> _Actions to take_:
1 - On what date was the film described in the Ek Deewane Ki Deewaniyat article theatrically released?
2 - Return the passage of the Ek Deewane Ki Deewaniyat article starting with "The film was" and going on through "film of 2025.".
3 - Extend the Ek Deewane Ki Deewaniyat article beyond its final sentence, maintaining its encyclopedic style.

**** Provided text ****

- Theatrical release poster
- Directed by: Milap Zaveri
- Written by: Milap Zaveri Mushtaq Shiekh
- Produced by: Anshul Rajendra Garg Dinesh Jain
- Starring: Harshvardhan Rane Sonam Bajwa
- Cinematography: Nigam Bomzan
- Edited by: Maahir Zaveri
- Music by: Score: John Stewart Eduri Songs: Kaushik–Guddu Kunaal Vermaa Rajat Nagpal Annkur R Pathakk Rahul Mishra Lijo George – DJ Chetas
- Production company: Desi Movies Factory
- Distributed by: Avanika Films
- Release date: 21 October 2025;
- Running time: 141 minutes
- Country: India
- Language: Hindi
- Budget: ₹25 crore
- Box office: est. ₹112.03 crore

= Ek Deewane Ki Deewaniyat =

2025 Indian film

 by Milap Zaveri

Ek Deewane Ki Deewaniyat is a 2025 Indian Hindi-language romantic drama film directed by Milap Zaveri and written by Zaveri and Mushtaq Shiekh. Produced under the banner Desi Movies Factory, the film stars Harshvardhan Rane and Sonam Bajwa in the lead roles.

The film was theatrically released on 21 October 2025, coinciding with Diwali. It received generally negative reviews from critics but was a major commercial success, grossing ₹112 crore worldwide and emerged as the 12th highest-grossing Hindi film of 2025.

**** Material provided ****

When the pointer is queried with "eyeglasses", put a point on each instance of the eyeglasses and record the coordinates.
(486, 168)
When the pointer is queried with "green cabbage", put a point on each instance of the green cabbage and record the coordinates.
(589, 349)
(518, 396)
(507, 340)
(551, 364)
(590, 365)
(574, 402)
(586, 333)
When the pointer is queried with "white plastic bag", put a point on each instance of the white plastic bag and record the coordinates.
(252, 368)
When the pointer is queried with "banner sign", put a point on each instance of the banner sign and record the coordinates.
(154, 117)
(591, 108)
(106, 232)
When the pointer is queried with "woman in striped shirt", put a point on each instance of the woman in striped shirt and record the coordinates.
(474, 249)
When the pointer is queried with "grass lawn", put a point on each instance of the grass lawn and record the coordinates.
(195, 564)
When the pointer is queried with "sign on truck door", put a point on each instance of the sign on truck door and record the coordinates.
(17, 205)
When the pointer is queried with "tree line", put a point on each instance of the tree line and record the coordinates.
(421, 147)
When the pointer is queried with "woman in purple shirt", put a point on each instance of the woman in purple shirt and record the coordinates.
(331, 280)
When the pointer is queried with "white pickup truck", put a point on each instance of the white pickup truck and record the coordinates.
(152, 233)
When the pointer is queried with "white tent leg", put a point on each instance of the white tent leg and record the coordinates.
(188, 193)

****

> _Answers below_:
1 - 21 October 2025

2 -
The film was theatrically released on 21 October 2025, coinciding with Diwali. It received generally negative reviews from critics but was a major commercial success, grossing ₹112 crore worldwide and emerged as the 12th highest-grossing Hindi film of 2025.

3 -
== Plot ==

Vikramaditya Bhonsle is a young, powerful politician being groomed by his ambitious father, Ganpatrao Bhonsle, to become the next Chief Minister. His mother died during his childbirth, and his father had blamed him for her death since his childhood. This blame instilled in him a warped sense of entitlement and a belief that he must take whatever he wants by force. Vikramaditya lives a life of luxury and political influence, but beneath his polished exterior lies deep emotional instability because of this childhood trauma.

His world changes when he sees Bollywood superstar Adaa Randhawa and falls in love at first sight. He becomes immediately obsessed with the idea of marrying her, envisioning an entire future together despite having no real connection with her. Adaa, however, is a strong, independent woman with a modern mindset who feels no romantic interest in him. She agrees to befriend him, but when Vikramaditya proposes on their trip to military barracks, she understands his true intentions and openly rejects him.

Unable to handle the word "no," he begins using his political power to manipulate and pressure her. He threatens her career, sabotages her film projects, and sends goons to create disturbances in her life. In one instance, he orchestrates a controversy around one of her films, halting its screening by claiming it hurts religious sentiments. Despite his increasingly threatening behavior, he is also shown in a sympathetic light—he financially helps a young street vendor so the boy can attend school, and he comes to the aid of Adaa's father when his name is dragged into an examination paper leak scam.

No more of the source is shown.